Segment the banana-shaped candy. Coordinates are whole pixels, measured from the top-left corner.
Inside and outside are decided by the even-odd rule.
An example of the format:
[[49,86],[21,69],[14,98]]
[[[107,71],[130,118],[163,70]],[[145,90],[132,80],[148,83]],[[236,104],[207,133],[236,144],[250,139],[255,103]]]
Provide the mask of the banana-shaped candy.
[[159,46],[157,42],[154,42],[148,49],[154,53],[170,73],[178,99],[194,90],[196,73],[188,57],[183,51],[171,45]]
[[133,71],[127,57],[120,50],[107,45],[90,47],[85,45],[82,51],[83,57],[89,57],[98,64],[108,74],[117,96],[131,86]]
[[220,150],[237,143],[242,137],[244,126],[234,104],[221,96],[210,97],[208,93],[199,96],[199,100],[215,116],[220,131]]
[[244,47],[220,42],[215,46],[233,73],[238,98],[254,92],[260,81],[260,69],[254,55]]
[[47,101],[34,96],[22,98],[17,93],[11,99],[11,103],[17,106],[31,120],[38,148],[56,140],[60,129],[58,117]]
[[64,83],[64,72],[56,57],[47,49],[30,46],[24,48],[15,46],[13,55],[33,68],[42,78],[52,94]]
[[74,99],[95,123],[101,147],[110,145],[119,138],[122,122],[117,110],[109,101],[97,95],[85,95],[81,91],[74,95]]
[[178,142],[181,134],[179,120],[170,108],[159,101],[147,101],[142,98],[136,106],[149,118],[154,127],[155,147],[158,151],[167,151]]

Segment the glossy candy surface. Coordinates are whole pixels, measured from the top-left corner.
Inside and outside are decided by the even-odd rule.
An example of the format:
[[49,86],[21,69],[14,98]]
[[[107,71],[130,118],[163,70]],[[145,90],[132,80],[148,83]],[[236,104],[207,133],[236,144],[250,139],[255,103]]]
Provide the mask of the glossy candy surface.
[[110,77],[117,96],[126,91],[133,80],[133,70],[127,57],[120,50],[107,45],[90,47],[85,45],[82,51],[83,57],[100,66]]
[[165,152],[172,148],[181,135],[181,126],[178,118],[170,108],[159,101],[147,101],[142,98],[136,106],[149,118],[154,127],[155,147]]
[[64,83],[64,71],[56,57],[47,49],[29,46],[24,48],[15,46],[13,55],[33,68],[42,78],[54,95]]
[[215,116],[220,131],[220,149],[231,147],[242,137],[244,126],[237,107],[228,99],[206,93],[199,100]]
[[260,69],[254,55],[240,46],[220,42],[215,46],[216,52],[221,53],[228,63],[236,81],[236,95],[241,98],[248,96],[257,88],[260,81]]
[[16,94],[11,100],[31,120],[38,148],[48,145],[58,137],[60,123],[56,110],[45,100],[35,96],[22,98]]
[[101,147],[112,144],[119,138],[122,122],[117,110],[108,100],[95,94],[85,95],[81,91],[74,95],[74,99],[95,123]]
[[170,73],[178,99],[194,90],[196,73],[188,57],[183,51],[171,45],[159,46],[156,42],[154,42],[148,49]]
---*---
● **AIM**
Retype the entries one by one, exactly.

● **PROBLEM SOLUTION**
Segment the banana-shaped candy. Coordinates are whole pixels, measured from the top-left corner.
Inside and outside are decided by the even-odd rule.
An example of the format:
[[49,86],[21,69],[14,98]]
[[[107,71],[130,118],[163,70]],[[145,90],[132,80],[148,83]],[[236,104],[207,133],[236,144],[250,139],[255,103]]]
Provide the mask of the banana-shaped candy.
[[159,46],[157,42],[154,42],[148,49],[154,53],[170,73],[178,99],[194,90],[196,73],[188,57],[183,51],[171,45]]
[[133,71],[127,57],[120,50],[107,45],[90,47],[85,45],[82,51],[83,57],[89,57],[98,64],[108,74],[117,96],[131,86]]
[[220,150],[237,143],[242,137],[244,126],[234,104],[221,96],[210,97],[208,93],[199,96],[199,100],[215,116],[220,131]]
[[244,47],[220,42],[215,46],[233,73],[238,98],[254,92],[260,81],[260,69],[254,55]]
[[47,101],[34,96],[22,98],[17,93],[11,99],[11,103],[17,106],[31,120],[38,148],[56,140],[60,129],[58,117]]
[[64,83],[64,72],[56,57],[47,49],[30,46],[24,48],[15,46],[13,55],[33,68],[42,78],[52,94]]
[[74,99],[95,123],[101,147],[110,145],[119,138],[122,122],[117,110],[109,101],[97,95],[85,95],[81,91],[74,95]]
[[178,142],[181,134],[179,120],[170,108],[159,101],[147,101],[142,98],[136,106],[149,118],[154,127],[155,147],[158,151],[167,151]]

Segment the glossy candy surface. Coordinates are whole pixels, measured from the top-left corner.
Inside and outside are decided by the even-odd rule.
An example of the format:
[[49,86],[21,69],[14,98]]
[[[107,71],[130,118],[163,70]],[[145,90],[132,80],[148,83]],[[236,104],[207,133],[236,144],[250,139],[255,103]]]
Provide the mask of the glossy candy surface.
[[110,77],[117,96],[126,91],[133,80],[133,70],[127,57],[120,50],[107,45],[90,47],[85,45],[82,51],[83,57],[100,66]]
[[165,152],[172,148],[181,135],[181,126],[178,118],[170,108],[159,101],[147,101],[142,98],[136,106],[149,118],[154,127],[155,147]]
[[64,83],[64,71],[56,57],[47,49],[29,46],[24,48],[15,46],[13,55],[33,68],[42,78],[54,95]]
[[215,116],[220,131],[220,149],[231,147],[242,137],[244,126],[237,107],[228,99],[206,93],[199,100]]
[[260,69],[254,55],[240,46],[220,42],[215,46],[216,52],[221,53],[228,63],[236,81],[236,95],[241,98],[248,96],[257,88],[260,81]]
[[16,94],[11,100],[31,120],[38,148],[48,145],[58,137],[60,123],[56,110],[45,100],[35,96],[22,98]]
[[101,147],[112,144],[119,138],[122,122],[117,110],[108,100],[95,94],[85,95],[81,91],[74,95],[74,99],[95,123]]
[[170,73],[178,99],[194,90],[196,73],[188,57],[183,51],[171,45],[159,46],[156,42],[154,42],[148,49]]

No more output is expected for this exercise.